■ **ARTICLE**:
·····

The Branca trip on Buckner (by Mihai Iancu)

WARNING: There is nothing exceptional in this trip report. There were no major climbing or skiing achievements, no unnamed peaks and glaciers and no “machine” clients (on the contrary…).

A question for those of you still reading: Would you prefer to sleep at the Branca hut or bivy at the Sahale – Boston col? It was about 5 pm on Tuesday, June 26th. Martin and I ( actually Martin did almost all of the work) had just finished setting up our bivy site; the most interesting thing ( at least for me) was to see Martin probing with the poles one foot away from my pad, to make sure I won’t be sleeping on the cornice hanging above Davenport glacier… I then asked him the same question, which was a natural continuation of our previous discussions of the pros and cons ( none, if you ask me) of having a European type hut in Boston basin.

The trip started as usual. I convinced Martin to let me drive, figuring that my old Saturn would be less appealing to crackhead Davie should he drop by the trailhead that night. I also got to demonstrate my Formula 1 driving skills on the Cascade River road. An update on the prospects of the road past the Eldorado trailhead (really beaten up in a couple of spots): we’ve been told at the Marblemount ranger station that crews will be doing some intense studying over the next several weeks and hopefully will have a plan by the beginning of the heavy usage period in October. I also had to ask Martin another naïve question: how long do you think if would have taken in Switzerland to have that road fixed?

The approach up to Boston basin was “fun” as usual, at least it wasn’t pouring like the last time I had been there. The lower camp welcomed us with some spiffy wind and I am sure both of us were wondering (donning windbreakers, gloves and headbands) what the wind might look like overnight at 8600 feet. The ascent continued up the moraine and then onto the Quien Sabe. The glacier was pretty straightforward, although with soft conditions in the heat of that cloudless afternoon.

We made it to the col in about 6 hours from the car. Throughout the evening we kept watching some high clouds coming from the west but fortunately they didn’t aggregate and conditions during the night were pretty good, with minimal wind and alternating clear and cloudy skies (I can attest to that since, as usual, I got essentially no sleep). The next morning a nice sunrise over Mt. Logan greeted us as we were leaving the col behind and starting with some easy but very exposed climbing on the traverse over the shoulder of Boston and then onto the glacier.

·····

■ **YOUR TASKS**:
• A. In the trip report, how long did it take to reach the col from the car?
• B. Quote the trip report word for word, starting with the words "The trip started" and ending with the words "that road fixed?".

·····

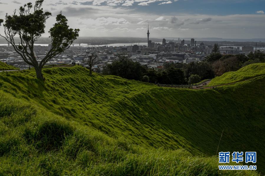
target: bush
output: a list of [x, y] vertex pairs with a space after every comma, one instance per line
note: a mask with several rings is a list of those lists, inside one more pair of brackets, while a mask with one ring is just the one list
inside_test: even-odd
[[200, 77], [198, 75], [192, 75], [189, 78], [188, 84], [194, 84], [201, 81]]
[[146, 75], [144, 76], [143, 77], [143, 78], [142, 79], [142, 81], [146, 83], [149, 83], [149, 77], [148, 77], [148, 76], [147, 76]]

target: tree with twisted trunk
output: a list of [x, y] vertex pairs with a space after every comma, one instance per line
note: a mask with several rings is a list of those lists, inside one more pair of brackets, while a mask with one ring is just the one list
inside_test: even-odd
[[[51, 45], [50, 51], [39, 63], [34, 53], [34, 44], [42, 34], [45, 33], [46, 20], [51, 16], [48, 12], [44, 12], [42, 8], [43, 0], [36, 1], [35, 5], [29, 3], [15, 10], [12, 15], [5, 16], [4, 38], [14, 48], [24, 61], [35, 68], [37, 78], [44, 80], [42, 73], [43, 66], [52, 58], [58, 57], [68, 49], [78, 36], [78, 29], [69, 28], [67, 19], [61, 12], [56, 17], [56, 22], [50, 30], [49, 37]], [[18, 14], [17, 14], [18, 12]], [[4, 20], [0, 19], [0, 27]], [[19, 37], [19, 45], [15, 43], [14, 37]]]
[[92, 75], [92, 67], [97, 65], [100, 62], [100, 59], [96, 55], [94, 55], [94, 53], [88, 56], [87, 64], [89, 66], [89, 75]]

·····

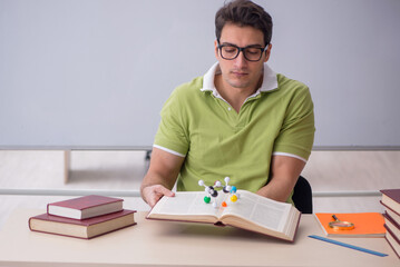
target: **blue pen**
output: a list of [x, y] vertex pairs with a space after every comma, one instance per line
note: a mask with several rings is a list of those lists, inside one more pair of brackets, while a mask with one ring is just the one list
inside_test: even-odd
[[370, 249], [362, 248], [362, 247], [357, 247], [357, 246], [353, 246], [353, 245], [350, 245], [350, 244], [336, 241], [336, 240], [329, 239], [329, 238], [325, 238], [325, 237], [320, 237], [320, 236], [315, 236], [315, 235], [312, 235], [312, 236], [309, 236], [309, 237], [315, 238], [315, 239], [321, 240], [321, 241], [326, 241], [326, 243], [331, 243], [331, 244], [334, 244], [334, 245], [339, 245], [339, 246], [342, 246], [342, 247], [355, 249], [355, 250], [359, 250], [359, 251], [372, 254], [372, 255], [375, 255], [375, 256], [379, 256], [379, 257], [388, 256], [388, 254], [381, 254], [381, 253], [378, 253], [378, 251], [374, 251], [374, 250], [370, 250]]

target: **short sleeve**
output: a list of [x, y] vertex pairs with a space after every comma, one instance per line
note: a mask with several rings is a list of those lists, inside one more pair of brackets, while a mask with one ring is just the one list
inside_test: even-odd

·····

■ **EXPECTED RESPONSES**:
• A. About 6 hours.

• B.
The trip started as usual. I convinced Martin to let me drive, figuring that my old Saturn would be less appealing to crackhead Davie should he drop by the trailhead that night. I also got to demonstrate my Formula 1 driving skills on the Cascade River road. An update on the prospects of the road past the Eldorado trailhead (really beaten up in a couple of spots): we’ve been told at the Marblemount ranger station that crews will be doing some intense studying over the next several weeks and hopefully will have a plan by the beginning of the heavy usage period in October. I also had to ask Martin another naïve question: how long do you think if would have taken in Switzerland to have that road fixed?